EXTRACT TO READ:
:::::
- Born: August 31, 1996 (age 29) Morgantown, West Virginia, U.S.
- Education: University of North Carolina School of the Arts School of American Ballet
- Occupations: Ballet dancer, television personality, beauty pageant contestant, social media influencer
- Career
- Current group: Dance Theatre of Harlem
- Former groups: Suzanne Farrell Ballet

= Alicia Holloway =

American ballerina and television personality

Alicia Mae Holloway (born August 31, 1996) is an American ballerina and television personality. Holloway danced as an apprentice with the Suzanne Farrell Ballet before joining the corps de ballet at Dance Theatre of Harlem. She competed in the Miss West Virginia pageant in 2019 and the 25th season of the American dating reality television series The Bachelor in 2020.

== Early life and dance training ==
Holloway was born on August 31, 1996, in Morgantown, West Virginia. She says she is of African-American, Cherokee, and Italian American descent. She was adopted as an infant by a black father and white mother in Morgantown. She was raised in a religious, Christian family.

She began studying dance when she was three years old at the Kate and Company Studio and Morgantown Dance Studio in West Virginia. Holloway went on to attend Central Pennsylvania Youth Ballet and the University of North Carolina School of the Arts's boarding school. From 2011 to 2015, she was enrolled at the School of American Ballet, where she trained under Suki Schorer, Susan Pilarre, Darci Kistler, Kay Mazzo, and Jock Soto. Holloway attended summer dance intensive programs at Boston Ballet and Pacific Northwest Ballet.

== Career ==
=== Ballet ===
Holloway danced for the Suzanne Farrell Ballet in Washington, D.C. as an apprentice. She later joined Dance Theatre of Harlem, where she has danced in ballets by Robert Garland, Elena Kunikova, and Nacho Duato. She has been with Dance Theatre of Harlem for seven seasons. As a dancer, she performed on stage with Aretha Franklin.

In October 2022, Holloway taught ballet in Saint Thomas, U.S. Virgin Islands. In December 2022, she performed, as a guest artist, as the Sugar Plum Fairy with Greensboro Ballet in The Nutcracker.

In 2023, she was featured, in ballet costume, on the cover of Peoples Health Issue for Winter/Spring 2023.

=== Pageant and television ===
In 2018, Holloway competed in, and won, the 2019 Miss Tri-State Pageant. In 2019, Holloway competed in the Miss West Virginia beauty pageant.

In 2020, Holloway joined the cast of the American dating reality television series The Bachelor in the show's 25th season. She was the first professional ballerina to ever compete on the show. She was eliminated after the first week.

== Personal life ==
Holloway has asthma.

She is a TikToker and Instagramer, and went viral after posting a video about the relationship between her adoptive mother and birth mother. She also went viral for a series of videos she made about a potential stalker attempting to break into her hotel room.

After competing on The Bachelor, Holloway was in a relationship with Juan Matallana.
:::::
Records excerpted from a collection:

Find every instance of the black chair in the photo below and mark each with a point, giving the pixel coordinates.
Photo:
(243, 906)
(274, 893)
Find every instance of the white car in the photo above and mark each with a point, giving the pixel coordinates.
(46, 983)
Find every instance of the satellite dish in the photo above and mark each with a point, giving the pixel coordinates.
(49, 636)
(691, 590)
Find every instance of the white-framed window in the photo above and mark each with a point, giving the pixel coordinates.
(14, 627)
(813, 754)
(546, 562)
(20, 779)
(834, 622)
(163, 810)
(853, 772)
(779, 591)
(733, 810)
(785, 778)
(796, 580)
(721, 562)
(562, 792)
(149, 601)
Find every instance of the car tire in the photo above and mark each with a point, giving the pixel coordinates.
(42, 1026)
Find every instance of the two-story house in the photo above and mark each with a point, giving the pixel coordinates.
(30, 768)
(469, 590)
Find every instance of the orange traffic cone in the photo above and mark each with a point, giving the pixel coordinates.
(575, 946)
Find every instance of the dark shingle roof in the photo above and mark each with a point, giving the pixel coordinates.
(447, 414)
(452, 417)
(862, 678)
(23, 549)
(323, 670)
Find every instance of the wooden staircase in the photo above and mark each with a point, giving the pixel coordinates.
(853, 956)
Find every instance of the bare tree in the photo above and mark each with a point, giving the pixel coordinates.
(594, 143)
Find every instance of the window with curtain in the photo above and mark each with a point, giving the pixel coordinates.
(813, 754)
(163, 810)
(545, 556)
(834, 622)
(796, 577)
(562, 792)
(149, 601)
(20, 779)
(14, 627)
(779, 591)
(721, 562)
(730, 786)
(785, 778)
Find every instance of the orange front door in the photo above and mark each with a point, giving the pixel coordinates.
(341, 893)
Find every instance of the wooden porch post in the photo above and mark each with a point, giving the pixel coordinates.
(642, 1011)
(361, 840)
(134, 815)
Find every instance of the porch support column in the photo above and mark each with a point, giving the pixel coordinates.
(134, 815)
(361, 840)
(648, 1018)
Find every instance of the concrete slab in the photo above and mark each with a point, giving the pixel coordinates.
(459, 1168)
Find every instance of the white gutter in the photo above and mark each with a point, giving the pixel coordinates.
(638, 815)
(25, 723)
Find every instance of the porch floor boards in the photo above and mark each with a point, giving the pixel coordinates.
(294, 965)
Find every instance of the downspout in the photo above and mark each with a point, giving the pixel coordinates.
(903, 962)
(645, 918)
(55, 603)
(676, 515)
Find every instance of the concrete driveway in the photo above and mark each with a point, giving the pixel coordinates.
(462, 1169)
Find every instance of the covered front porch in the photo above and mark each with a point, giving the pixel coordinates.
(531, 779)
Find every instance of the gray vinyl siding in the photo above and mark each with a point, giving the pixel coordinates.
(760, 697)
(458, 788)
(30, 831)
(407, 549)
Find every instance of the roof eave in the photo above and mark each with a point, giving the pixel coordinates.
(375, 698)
:::::
PROBLEMS TO WORK ON:
a: According to the Alicia Holloway article, how many seasons has she been with Dance Theatre of Harlem?
b: Reproduce word for word the passage of the Alicia Holloway article that begins at the words "She began studying" and stops after "Pacific Northwest Ballet.".
Draw only on the text for what comes next.

SOLUTIONS BY TASK:
a: Seven seasons.

b:
She began studying dance when she was three years old at the Kate and Company Studio and Morgantown Dance Studio in West Virginia. Holloway went on to attend Central Pennsylvania Youth Ballet and the University of North Carolina School of the Arts's boarding school. From 2011 to 2015, she was enrolled at the School of American Ballet, where she trained under Suki Schorer, Susan Pilarre, Darci Kistler, Kay Mazzo, and Jock Soto. Holloway attended summer dance intensive programs at Boston Ballet and Pacific Northwest Ballet.